- [Detection annotation items]:
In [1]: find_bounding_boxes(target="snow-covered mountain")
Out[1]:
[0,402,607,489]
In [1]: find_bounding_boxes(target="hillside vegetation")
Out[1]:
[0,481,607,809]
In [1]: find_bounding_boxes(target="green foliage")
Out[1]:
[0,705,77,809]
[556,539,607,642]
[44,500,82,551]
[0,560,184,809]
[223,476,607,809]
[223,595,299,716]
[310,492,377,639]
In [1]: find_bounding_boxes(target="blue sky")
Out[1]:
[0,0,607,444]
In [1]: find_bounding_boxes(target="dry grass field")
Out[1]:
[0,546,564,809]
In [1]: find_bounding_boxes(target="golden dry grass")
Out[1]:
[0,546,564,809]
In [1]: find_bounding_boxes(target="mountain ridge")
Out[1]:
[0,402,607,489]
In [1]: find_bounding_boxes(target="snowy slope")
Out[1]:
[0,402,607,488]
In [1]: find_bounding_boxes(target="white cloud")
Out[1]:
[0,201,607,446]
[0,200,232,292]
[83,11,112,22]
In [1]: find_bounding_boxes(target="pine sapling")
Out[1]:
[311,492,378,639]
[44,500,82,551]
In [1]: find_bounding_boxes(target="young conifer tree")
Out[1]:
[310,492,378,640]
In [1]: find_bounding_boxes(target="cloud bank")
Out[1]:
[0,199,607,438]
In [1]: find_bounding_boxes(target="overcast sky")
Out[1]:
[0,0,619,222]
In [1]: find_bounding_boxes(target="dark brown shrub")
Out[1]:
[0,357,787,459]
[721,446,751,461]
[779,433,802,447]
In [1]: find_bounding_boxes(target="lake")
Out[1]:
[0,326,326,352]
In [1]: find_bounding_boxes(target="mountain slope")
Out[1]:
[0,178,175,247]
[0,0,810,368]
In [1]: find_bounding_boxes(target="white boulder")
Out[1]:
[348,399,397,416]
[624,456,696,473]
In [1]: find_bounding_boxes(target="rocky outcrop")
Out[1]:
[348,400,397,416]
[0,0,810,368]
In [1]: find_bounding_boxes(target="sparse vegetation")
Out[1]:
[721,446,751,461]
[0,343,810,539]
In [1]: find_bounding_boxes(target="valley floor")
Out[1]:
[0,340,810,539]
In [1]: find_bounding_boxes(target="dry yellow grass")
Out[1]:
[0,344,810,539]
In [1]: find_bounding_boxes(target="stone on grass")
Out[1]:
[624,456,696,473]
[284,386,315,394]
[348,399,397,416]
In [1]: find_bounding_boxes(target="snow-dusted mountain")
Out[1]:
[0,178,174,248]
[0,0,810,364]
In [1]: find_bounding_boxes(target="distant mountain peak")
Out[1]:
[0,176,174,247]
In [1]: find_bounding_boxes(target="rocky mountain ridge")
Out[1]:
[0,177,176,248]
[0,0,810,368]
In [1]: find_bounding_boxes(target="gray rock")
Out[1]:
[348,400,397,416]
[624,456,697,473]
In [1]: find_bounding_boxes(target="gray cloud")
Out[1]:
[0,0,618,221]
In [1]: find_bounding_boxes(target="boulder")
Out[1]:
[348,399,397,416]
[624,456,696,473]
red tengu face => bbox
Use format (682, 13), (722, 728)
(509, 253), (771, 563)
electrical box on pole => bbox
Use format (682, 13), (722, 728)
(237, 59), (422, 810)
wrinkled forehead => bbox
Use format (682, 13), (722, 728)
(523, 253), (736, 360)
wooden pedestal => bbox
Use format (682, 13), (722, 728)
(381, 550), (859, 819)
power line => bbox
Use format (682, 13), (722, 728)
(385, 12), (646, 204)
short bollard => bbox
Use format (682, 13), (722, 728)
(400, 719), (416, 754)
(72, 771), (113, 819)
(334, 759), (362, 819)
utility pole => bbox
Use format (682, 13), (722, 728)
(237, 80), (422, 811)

- [Exercise directions]: Copy every one of the items above, character for character, without changing anything.

- [Complete output]:
In [1]: find_bounding_boxes(target="snow-covered mountain")
Out[1]:
[0,402,607,489]
In [1]: find_bounding_boxes(target="hillside vegetation")
Out[1]:
[0,481,607,809]
In [1]: find_bounding_boxes(target="green foliage")
Out[1]:
[0,705,77,809]
[556,539,607,642]
[44,500,82,551]
[0,560,184,809]
[223,476,607,809]
[223,595,299,716]
[310,492,377,639]
In [1]: find_bounding_boxes(target="blue sky")
Out[1]:
[0,0,607,444]
In [1]: find_bounding_boxes(target="dry grass field")
Out[1]:
[0,546,564,809]
In [1]: find_bounding_boxes(target="golden dry grass")
Out[1]:
[0,546,564,809]
In [1]: find_bounding_boxes(target="mountain ridge")
Out[1]:
[0,402,607,489]
In [1]: find_bounding_boxes(target="snowy slope")
Out[1]:
[0,402,607,488]
In [1]: find_bounding_boxes(target="white cloud")
Out[1]:
[0,201,607,446]
[0,200,232,292]
[83,11,112,22]
In [1]: find_bounding_boxes(target="pine sapling")
Out[1]:
[311,492,378,639]
[44,500,82,551]
In [1]: find_bounding_boxes(target="young conifer tree")
Out[1]:
[310,492,378,640]
In [1]: find_bounding_boxes(target="cloud bank")
Out[1]:
[0,199,607,438]
In [1]: find_bounding_boxes(target="overcast sky")
Out[1]:
[0,0,619,222]
In [1]: find_bounding_boxes(target="dark brown shrub")
Out[1]:
[0,357,787,459]
[721,446,751,461]
[779,433,802,447]
In [1]: find_bounding_boxes(target="lake")
Out[1]:
[0,326,326,352]
In [1]: find_bounding_boxes(target="mountain slope")
Out[1]:
[0,178,175,247]
[0,0,810,368]
In [1]: find_bounding_boxes(target="white boulder")
Out[1]:
[348,399,397,416]
[624,456,696,473]
In [1]: find_bounding_boxes(target="rocky outcrop")
Out[1]:
[348,400,397,416]
[0,0,810,368]
In [1]: find_bounding_boxes(target="sparse vegetation")
Out[1]:
[721,446,751,461]
[0,343,810,539]
In [1]: find_bounding_boxes(target="valley floor")
Out[1]:
[0,340,810,539]
In [1]: find_bounding_boxes(target="dry yellow grass")
Out[1]:
[0,344,810,539]
In [1]: find_bounding_boxes(target="stone on grass")
Out[1]:
[624,456,696,473]
[284,386,315,394]
[348,399,397,416]
In [1]: find_bounding_boxes(target="snow-dusted mountain")
Out[1]:
[0,178,174,248]
[0,0,810,364]
In [1]: find_bounding_boxes(target="distant mountain peak")
Out[1]:
[0,176,174,247]
In [1]: find_bounding_boxes(target="rocky mountain ridge")
Out[1]:
[0,177,176,248]
[0,0,810,368]
In [1]: find_bounding_boxes(target="gray rock")
Out[1]:
[348,400,397,416]
[624,456,697,473]
In [1]: find_bounding_boxes(target="gray cloud")
Out[1]:
[0,0,618,221]
In [1]: find_bounding_boxes(target="boulder")
Out[1]:
[348,399,397,416]
[624,456,696,473]
red tengu face => bbox
Use format (682, 13), (722, 728)
(509, 253), (771, 563)
electrical box on pole => bbox
Use format (682, 13), (722, 728)
(237, 59), (422, 810)
wrinkled forehead => bbox
Use format (682, 13), (722, 728)
(523, 253), (736, 360)
wooden pedestal => bbox
Use format (682, 13), (722, 728)
(381, 550), (859, 819)
power line => bbox
Use format (682, 13), (722, 728)
(385, 12), (646, 204)
short bollard => bbox
Use format (682, 13), (722, 728)
(400, 719), (416, 754)
(72, 771), (113, 819)
(334, 759), (362, 819)
utility pole => bbox
Use format (682, 13), (722, 728)
(237, 80), (422, 811)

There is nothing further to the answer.